#### RICHIESTA A:
Riscrivi tutto ciò che va dalla riga che contiene "spot: trophy plaque => coords" fino all'ultima delle righe riportate dopo il testo. Sostituisci "trophy plaque" con "award plaque" e lascia invariato il resto.

#### TESTO ESTRATTO:
>>>

Dopo le chiacchierate con Chiara Fattori (qui), che dirige la casa editrice Intermezzi, e con Anna Mioni (qui e qui), traduttrice professionista, iniziamo una lunga e proficua chiacchierata con Giacomo Brunoro, uno dei fondatori della casa editrice digitale LA Case Books, e che, tra le altre cose, ha contribuito a far crescere il movimento letterario e culturale Sugarpulp, della cui relativa associazione è stato anche presidente.
Lo scopo di queste chiacchierate – lo ricordo – è provare a delineare un paesaggio dell’editoria contemporanea in vista del Salone del Libro di Torino 2013, ascoltando il parere diretto di alcun dei soggetti coinvolti nella produzione di quell’oggetto che chiamiamo “libro” – qualcosa che, nonostante il parere di qualcuno (qualcuno che peraltro stimo), è ben diverso dalle colle epossidiche. Con Giacomo Brunoro affrontiamo il tema dell’editoria digitale “da dentro”: sono convinto che raramente si sia affrontata con tanta chiarezza questo tema, sfatando miti e delineando un possibile percorso alternativo non solo per l’editoria, ma anche per l’evoluzione dei contenuti.
La chiacchierata è suddivisa in due parti – la prima oggi, giovedì 9 maggio, e la seconda domani, venerdì 10 maggio. Durante il fine settimana torneremo a parlare di traduzioni, mentre nei giorni immediatamente prima dell’inizio del Salone (che, lo ricordo, si svolgerà al Lingotto di Torino tra giovedì 16 maggio e lunedì 20 maggio) parleremo con un’altra casa editrice, con una scrittrice e un lettore particolarmente forte…
Grafemi: Tu hai contribuito a fondare editrice digitale, LA Case. Prima di iniziare con le domande sull’editoria digitale, mi piacerebbe che tu mi raccontassi come è nata la casa editrice, con quali obiettivi – usando dei termini da “azienda”, con quale mission e quale vision.

Giacomo Brunoro: LA CASE Books nasce con un’ottica prettamente commerciale: il nostro obiettivo infatti è stato fin da subito di dar vita ad un soggetto che fosse in grado di stare sul mercato in maniera sensata e che permettesse a noi e ai nostri collaboratori di guadagnare divertendoci, dato che amiamo il mondo della scrittura. Questo lo dico perché nella mia esperienza personale mi sono accorto che spesso, quando si parla di editoria, molte aziende si comportino seguendo logiche che non sono di mercato con il risultato che poi sono costrette a fallire o a lavorare in condizioni di di semi-volontariato. Per questo motivo abbiamo puntato fin da subito a colmare vuoti di mercato con titoli studiati ad hoc soprattutto di saggistica, cosa che era relativamente semplice da fare nel 2010 quando i titoli disponibili sul mercato erano ancora pochissimi (anche se evidentemente nessuno ci aveva pensato). Questo naturalmente per il mercato italiano, perché quando si parla di mercato in lingua inglese tutto cambia. Una volta consolidata una piccola quota di mercato abbiamo iniziato a fare anche esperimenti più “letterari”, per così dire, cercando di pubblicare autori esordienti, opere non-convenzionali e titoli di narrativa.

<<<

#### DATI FORNITI:
>>>

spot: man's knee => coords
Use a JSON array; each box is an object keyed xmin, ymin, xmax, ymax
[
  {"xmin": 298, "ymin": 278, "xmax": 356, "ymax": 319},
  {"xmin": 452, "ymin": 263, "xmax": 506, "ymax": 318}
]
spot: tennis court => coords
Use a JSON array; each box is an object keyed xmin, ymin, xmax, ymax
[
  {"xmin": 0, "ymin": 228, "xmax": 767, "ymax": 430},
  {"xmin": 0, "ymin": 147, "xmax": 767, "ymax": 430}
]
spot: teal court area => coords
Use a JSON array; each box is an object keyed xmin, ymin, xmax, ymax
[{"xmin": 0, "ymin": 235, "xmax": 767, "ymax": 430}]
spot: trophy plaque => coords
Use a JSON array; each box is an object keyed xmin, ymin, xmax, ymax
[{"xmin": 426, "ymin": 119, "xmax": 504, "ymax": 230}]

<<<

#### RICHIESTA B:
Nell'intervista a Giacomo Brunoro, per quale motivo LA Case Books ha puntato fin da subito a colmare vuoti di mercato con titoli studiati ad hoc? Rispondi in una o due frasi.

#### RISPOSTA COMPLETA A:
spot: award plaque => coords
Use a JSON array; each box is an object keyed xmin, ymin, xmax, ymax
[{"xmin": 426, "ymin": 119, "xmax": 504, "ymax": 230}]

#### RISPOSTA COMPLETA B:
Brunoro aveva notato che molte aziende editoriali seguono logiche che non sono di mercato e finiscono per fallire o per lavorare in condizioni di semi-volontariato. LA Case Books voleva invece stare sul mercato in maniera sensata e permettere ai fondatori e ai collaboratori di guadagnare.